**Passage shown**
--- start ---

Skip to content

ChromadbStore#

Info

To see example of using ChromadbStore visit: How-To: Use Chromadb to Store Similarity Index

dbally.similarity.ChromadbStore #

ChromadbStore(index_name: str, chroma_client: ClientAPI, embedding_function: Union[EmbeddingClient, EmbeddingFunction], max_distance: Optional[float] = None, distance_method: Literal['l2', 'ip', 'cosine'] = 'l2')

Bases: SimilarityStore

Class that stores text embeddings using Chroma

Source code in src/dbally/similarity/chroma_store.py
def __init__(
    self,
    index_name: str,
    chroma_client: chromadb.ClientAPI,
    embedding_function: Union[EmbeddingClient, chromadb.EmbeddingFunction],
    max_distance: Optional[float] = None,
    distance_method: Literal["l2", "ip", "cosine"] = "l2",
):
    super().__init__()
    self.index_name = index_name
    self.chroma_client = chroma_client
    self.embedding_function = embedding_function
    self.max_distance = max_distance

    self._metadata = {"hnsw:space": distance_method}

index_name instance-attribute #

index_name = index_name

chroma_client instance-attribute #

chroma_client = chroma_client

embedding_function instance-attribute #

embedding_function = embedding_function

max_distance instance-attribute #

max_distance = max_distance

store async #

store(data: List[str]) -> None

Fills chroma collection with embeddings of provided string. As the id uses hash value of the string.

PARAMETER DESCRIPTION
data

The data to store.

TYPE: List[str]

Source code in src/dbally/similarity/chroma_store.py
async def store(self, data: List[str]) -> None:
    """
    Fills chroma collection with embeddings of provided string. As the id uses hash value of the string.

    Args:
        data: The data to store.
    """

--- end ---

Please pick up the ChromadbStore documentation after its last line and continue writing it. The data after this point has no connection to the ChromadbStore documentation.

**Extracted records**
--- start ---

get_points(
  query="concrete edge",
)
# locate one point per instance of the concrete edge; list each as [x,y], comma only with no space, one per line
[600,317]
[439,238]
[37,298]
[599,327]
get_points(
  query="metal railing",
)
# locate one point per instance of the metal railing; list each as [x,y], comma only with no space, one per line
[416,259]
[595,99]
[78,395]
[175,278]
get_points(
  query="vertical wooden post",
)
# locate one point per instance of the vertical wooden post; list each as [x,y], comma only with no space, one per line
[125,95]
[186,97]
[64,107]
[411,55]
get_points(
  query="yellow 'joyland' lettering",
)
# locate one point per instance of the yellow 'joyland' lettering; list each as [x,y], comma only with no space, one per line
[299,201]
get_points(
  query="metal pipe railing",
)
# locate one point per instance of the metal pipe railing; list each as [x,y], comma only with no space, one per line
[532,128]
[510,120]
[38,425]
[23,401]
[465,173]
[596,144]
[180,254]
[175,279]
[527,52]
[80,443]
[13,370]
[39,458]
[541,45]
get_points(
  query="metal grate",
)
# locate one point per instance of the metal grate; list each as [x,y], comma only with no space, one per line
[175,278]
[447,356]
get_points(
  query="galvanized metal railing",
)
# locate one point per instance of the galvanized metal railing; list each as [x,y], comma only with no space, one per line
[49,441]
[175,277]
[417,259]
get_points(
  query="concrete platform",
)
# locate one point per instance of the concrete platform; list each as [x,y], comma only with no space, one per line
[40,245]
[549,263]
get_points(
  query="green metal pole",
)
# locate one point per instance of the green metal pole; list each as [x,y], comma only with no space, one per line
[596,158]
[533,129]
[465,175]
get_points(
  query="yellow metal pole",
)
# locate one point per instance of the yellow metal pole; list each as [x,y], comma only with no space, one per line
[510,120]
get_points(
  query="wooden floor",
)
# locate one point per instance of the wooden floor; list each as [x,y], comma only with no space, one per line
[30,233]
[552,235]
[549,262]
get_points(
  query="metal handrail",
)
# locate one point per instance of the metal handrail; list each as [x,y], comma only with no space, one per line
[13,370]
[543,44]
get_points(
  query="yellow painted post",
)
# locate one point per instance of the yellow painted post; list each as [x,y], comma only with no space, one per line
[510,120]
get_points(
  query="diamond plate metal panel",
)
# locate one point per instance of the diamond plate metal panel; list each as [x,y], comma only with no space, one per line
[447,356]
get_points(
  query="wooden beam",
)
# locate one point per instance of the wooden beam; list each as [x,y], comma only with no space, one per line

--- end ---

**Task response**
    ids = [sha256(x.encode("utf-8")).hexdigest() for x in data]

    collection = self._get_chroma_collection()

    if isinstance(self.embedding_function, EmbeddingClient):
        embeddings = await self.embedding_function.get_embeddings(data)

        collection.add(ids=ids, embeddings=embeddings, documents=data)
    else:
        collection.add(ids=ids, documents=data)

find_similar async #

find_similar(text: str) -> Optional[str]

Finds the most similar text in the chroma collection or returns None if the most similar text has distance bigger than self.max_distance.

PARAMETER DESCRIPTION
text

The text to find similar to.

TYPE: str

RETURNS DESCRIPTION
Optional[str]

The most similar text or None if no similar text is found.

Source code in src/dbally/similarity/chroma_store.py
async def find_similar(self, text: str) -> Optional[str]:
    """
    Finds the most similar text in the chroma collection or returns None if the most similar text
    has distance bigger than `self.max_distance`.

    Args:
        text: The text to find similar to.

    Returns:
        The most similar text or None if no similar text is found.
    """

    collection = self._get_chroma_collection()

    if isinstance(self.embedding_function, EmbeddingClient):
        embedding = await self.embedding_function.get_embeddings([text])
        retrieved = collection.query(query_embeddings=embedding, n_results=1)
    else:
        retrieved = collection.query(query_texts=[text], n_results=1)

    return self._return_best_match(retrieved)